— Start of RECORDS TO PROCESS —

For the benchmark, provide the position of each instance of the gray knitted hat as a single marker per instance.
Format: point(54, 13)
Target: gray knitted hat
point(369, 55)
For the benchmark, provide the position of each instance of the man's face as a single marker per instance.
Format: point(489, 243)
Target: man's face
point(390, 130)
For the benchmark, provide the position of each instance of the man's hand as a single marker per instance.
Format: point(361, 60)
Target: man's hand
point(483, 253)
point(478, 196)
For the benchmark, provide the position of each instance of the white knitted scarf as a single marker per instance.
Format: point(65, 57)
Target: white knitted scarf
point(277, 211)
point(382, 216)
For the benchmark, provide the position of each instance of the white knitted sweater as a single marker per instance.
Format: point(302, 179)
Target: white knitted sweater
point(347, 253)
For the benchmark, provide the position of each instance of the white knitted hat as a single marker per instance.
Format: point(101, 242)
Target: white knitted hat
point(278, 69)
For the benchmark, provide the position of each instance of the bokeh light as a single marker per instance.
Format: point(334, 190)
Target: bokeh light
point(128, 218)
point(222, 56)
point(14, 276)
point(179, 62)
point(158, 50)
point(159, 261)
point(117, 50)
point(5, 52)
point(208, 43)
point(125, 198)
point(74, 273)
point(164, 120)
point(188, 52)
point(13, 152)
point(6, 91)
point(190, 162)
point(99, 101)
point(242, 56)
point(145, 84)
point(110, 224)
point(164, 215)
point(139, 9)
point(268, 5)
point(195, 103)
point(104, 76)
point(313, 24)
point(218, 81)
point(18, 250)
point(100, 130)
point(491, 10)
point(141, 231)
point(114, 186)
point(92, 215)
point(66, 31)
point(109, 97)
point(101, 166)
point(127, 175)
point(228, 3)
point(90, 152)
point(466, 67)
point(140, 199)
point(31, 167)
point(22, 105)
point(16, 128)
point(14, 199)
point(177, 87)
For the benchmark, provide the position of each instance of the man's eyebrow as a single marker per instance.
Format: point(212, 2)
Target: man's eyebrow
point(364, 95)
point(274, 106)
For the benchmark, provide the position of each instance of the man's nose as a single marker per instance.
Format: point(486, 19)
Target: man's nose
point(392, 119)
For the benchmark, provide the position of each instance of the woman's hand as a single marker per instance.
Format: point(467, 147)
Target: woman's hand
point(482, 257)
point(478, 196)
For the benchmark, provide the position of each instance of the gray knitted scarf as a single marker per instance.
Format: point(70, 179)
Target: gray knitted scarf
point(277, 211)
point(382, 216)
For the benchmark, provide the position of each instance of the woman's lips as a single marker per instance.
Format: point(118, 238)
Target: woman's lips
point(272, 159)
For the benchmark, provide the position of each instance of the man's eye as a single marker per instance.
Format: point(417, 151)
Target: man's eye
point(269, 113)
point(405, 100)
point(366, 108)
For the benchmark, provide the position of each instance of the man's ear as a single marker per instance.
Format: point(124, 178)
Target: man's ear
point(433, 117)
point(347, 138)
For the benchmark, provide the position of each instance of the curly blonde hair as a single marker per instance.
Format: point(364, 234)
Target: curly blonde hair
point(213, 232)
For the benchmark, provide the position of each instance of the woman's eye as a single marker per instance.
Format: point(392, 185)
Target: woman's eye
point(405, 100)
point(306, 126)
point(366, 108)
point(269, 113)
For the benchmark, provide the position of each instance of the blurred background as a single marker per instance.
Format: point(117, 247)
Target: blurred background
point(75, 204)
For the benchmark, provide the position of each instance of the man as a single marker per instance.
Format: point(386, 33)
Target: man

— End of RECORDS TO PROCESS —

TASK DIRECTIONS: Your task is to output all of the data above word for word.

OUTPUT BELOW:
For the benchmark, provide the position of each instance of the gray knitted hat as a single marker per instance.
Format: point(54, 13)
Target: gray knitted hat
point(369, 55)
For the benchmark, provide the position of each instance of the man's face as a single marker per instance.
Format: point(489, 243)
Target: man's face
point(390, 130)
For the benchmark, provide the position of each instance of the man's hand as a single marker per instance.
Format: point(361, 60)
Target: man's hand
point(483, 253)
point(478, 196)
For the benchmark, provide the position of each instance of the white knitted scarf as a single marker per instance.
Format: point(65, 57)
Target: white knitted scarf
point(277, 211)
point(382, 216)
For the benchmark, provide the position of each instance of the white knitted sweater as a single marker per instance.
Format: point(302, 179)
Target: white knitted sweater
point(347, 253)
For the benchmark, provide the position of each instance of the white knitted hat as a single marker per instance.
Format: point(101, 242)
Target: white knitted hat
point(278, 69)
For the benchmark, provide the position of each instance of the bokeh light as a single marker per instance.
Format: point(334, 190)
Target: bokeh light
point(128, 218)
point(222, 56)
point(14, 276)
point(179, 62)
point(158, 50)
point(159, 261)
point(117, 50)
point(5, 52)
point(208, 43)
point(125, 198)
point(74, 273)
point(164, 120)
point(188, 52)
point(13, 152)
point(6, 91)
point(190, 162)
point(99, 101)
point(242, 56)
point(145, 84)
point(110, 224)
point(164, 215)
point(139, 9)
point(268, 5)
point(195, 103)
point(104, 76)
point(313, 24)
point(218, 81)
point(18, 250)
point(100, 130)
point(491, 10)
point(141, 231)
point(114, 186)
point(92, 215)
point(66, 31)
point(109, 97)
point(101, 166)
point(127, 175)
point(228, 3)
point(90, 152)
point(466, 67)
point(140, 199)
point(31, 167)
point(22, 105)
point(16, 128)
point(14, 199)
point(177, 87)
For the benchmark, provide the position of each instance of the man's eyebrow as a single marker per instance.
Format: point(212, 2)
Target: man's eyebrow
point(364, 95)
point(274, 106)
For the benchmark, provide the position of each instance of the man's nose as a single marker per instance.
Format: point(486, 19)
Target: man's nose
point(392, 119)
For the benchmark, provide the position of each instance of the woman's hand as a single marker per instance.
Format: point(467, 147)
Target: woman's hand
point(482, 257)
point(478, 196)
For the benchmark, provide the position of each instance of the gray knitted scarf as a single marker per instance.
Format: point(70, 179)
Target: gray knitted scarf
point(277, 211)
point(382, 216)
For the benchmark, provide the position of each instance of the woman's lips as a single marker per instance.
Format: point(118, 238)
Target: woman's lips
point(272, 159)
For the benchmark, provide the position of each instance of the man's eye as a single marker per instance.
Format: point(417, 151)
Target: man's eye
point(269, 113)
point(405, 100)
point(366, 108)
For the benchmark, provide the position of each instance of the man's ear as a single marker per instance.
Format: point(124, 178)
Target: man's ear
point(433, 117)
point(347, 138)
For the benchmark, provide the position of each instance of the curly blonde hair as a single marker per instance.
Format: point(364, 234)
Target: curly blonde hair
point(213, 232)
For the benchmark, provide the position of each instance of the woman's eye as a single marker per instance.
Format: point(392, 185)
Target: woman's eye
point(405, 100)
point(306, 126)
point(366, 108)
point(269, 113)
For the benchmark, provide the position of each instance of the blurred background as a single marker per instance.
Format: point(117, 247)
Target: blurred background
point(75, 204)
For the benchmark, provide the position of each instance of the man as a single marker per instance.
Format: point(386, 33)
Target: man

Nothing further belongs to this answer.